What to produce: Restate the listing below word for word; no pictures belong in the copy.

--- Input data ---

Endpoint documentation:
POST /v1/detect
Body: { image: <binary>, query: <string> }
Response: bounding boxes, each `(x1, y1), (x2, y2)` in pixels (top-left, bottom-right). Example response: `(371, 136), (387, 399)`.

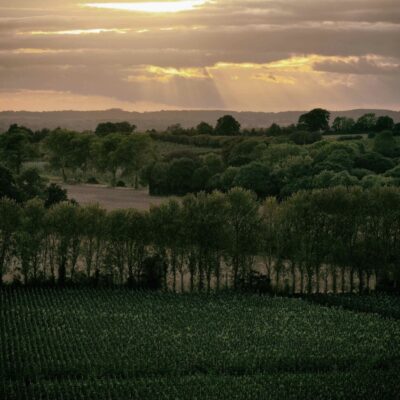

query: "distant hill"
(0, 109), (399, 132)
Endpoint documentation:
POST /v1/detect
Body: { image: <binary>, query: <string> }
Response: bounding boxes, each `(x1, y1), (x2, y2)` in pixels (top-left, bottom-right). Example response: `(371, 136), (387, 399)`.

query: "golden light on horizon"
(26, 28), (128, 35)
(83, 1), (207, 13)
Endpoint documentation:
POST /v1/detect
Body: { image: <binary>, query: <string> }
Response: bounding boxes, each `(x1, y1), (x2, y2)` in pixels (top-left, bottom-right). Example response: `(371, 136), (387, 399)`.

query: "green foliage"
(0, 127), (33, 174)
(306, 293), (400, 319)
(95, 121), (136, 137)
(373, 130), (399, 157)
(233, 162), (276, 197)
(196, 121), (214, 135)
(150, 131), (231, 148)
(167, 157), (198, 195)
(298, 108), (330, 132)
(332, 116), (355, 133)
(44, 183), (68, 208)
(375, 115), (394, 132)
(92, 133), (155, 186)
(354, 152), (395, 173)
(224, 139), (267, 166)
(215, 115), (241, 136)
(16, 168), (47, 202)
(0, 198), (21, 285)
(2, 289), (400, 399)
(44, 129), (80, 182)
(290, 131), (322, 145)
(354, 113), (377, 132)
(0, 166), (20, 201)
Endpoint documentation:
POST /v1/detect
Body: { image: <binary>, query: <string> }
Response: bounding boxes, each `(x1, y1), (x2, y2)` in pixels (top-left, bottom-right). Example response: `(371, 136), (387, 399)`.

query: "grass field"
(154, 140), (219, 156)
(1, 289), (400, 399)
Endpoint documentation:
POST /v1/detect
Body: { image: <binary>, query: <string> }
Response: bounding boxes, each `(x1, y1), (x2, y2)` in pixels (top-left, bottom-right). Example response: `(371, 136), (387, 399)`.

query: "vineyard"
(1, 288), (400, 399)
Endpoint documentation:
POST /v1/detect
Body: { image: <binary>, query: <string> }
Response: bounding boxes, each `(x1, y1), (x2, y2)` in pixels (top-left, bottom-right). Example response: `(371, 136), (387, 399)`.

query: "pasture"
(1, 288), (400, 399)
(63, 184), (170, 210)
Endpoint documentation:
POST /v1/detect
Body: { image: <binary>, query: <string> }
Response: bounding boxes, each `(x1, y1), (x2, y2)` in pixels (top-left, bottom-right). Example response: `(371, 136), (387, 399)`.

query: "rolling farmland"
(1, 289), (400, 399)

---

Response area:
Endpoint documentation:
POST /v1/detect
Body: { image: <binary>, query: <string> }
Response: bounding boxes, each `(x1, y1), (x2, y2)` in pixels (top-left, bottom-right). Example response: `(371, 136), (387, 399)`.


query: "distant hill"
(0, 109), (399, 132)
Endpoint documentation:
POST /v1/detect
Body: { image: <binary>, query: <string> }
Response: bounding boxes, each `(x1, y1), (x2, y2)` in pixels (top-left, bottom-right). Example response: `(371, 136), (387, 399)`.

query: "golden light on horizon"
(26, 28), (128, 35)
(83, 1), (207, 13)
Endpoint documentation:
POST /v1/detect
Body: { image: <binary>, query: <string> }
Response: bounding boxes, each `(x1, y1), (x2, y2)` in pixels (top-left, bottom-right). Example response: `(371, 136), (387, 399)`.

query: "green foliage"
(0, 127), (33, 174)
(306, 293), (400, 319)
(95, 121), (136, 137)
(373, 130), (399, 157)
(233, 162), (276, 197)
(196, 121), (214, 135)
(150, 131), (231, 148)
(167, 157), (198, 195)
(298, 108), (330, 132)
(332, 116), (355, 133)
(44, 183), (68, 208)
(375, 115), (394, 132)
(92, 133), (155, 186)
(354, 152), (395, 173)
(224, 139), (267, 166)
(215, 115), (241, 136)
(16, 168), (47, 202)
(0, 198), (21, 285)
(2, 289), (400, 399)
(44, 129), (80, 182)
(290, 131), (322, 145)
(354, 113), (377, 132)
(0, 166), (20, 201)
Endpoint documentation:
POST /v1/detect
Body: { image: <binary>, query: <string> }
Response: bounding boxes, each `(x1, y1), (x2, y2)` in pixels (top-left, bottom-right). Example response: `(371, 136), (387, 399)`.

query: "grass field"
(154, 140), (219, 156)
(1, 289), (400, 399)
Endpoint documentation:
POST /v1/detect
Body: { image: <binary>, query: <string> }
Response: bounding boxes, each `(x1, y1), (x2, y2)` in pixels (top-left, bottom-right). Example response: `(371, 136), (387, 399)`.

query: "vineyard"
(1, 288), (400, 399)
Endpoint documentation:
POST /v1/detect
Body: { image: <binary>, query: <string> }
Response: bounding boxes, each `(x1, y1), (x2, y2)` in pixels (top-left, bottom-right). Example response: `(371, 136), (387, 399)`.

query: "pasture"
(1, 288), (400, 399)
(63, 184), (170, 210)
Endpoint documentation:
POST /v1/detect
Body: { image: <binary>, query: <string> }
Response: bounding boxes, each `(x1, y1), (x2, y2)` in pixels (top-left, bottom-right). Example response: `(371, 136), (387, 399)`.

query: "rolling farmland"
(1, 289), (400, 399)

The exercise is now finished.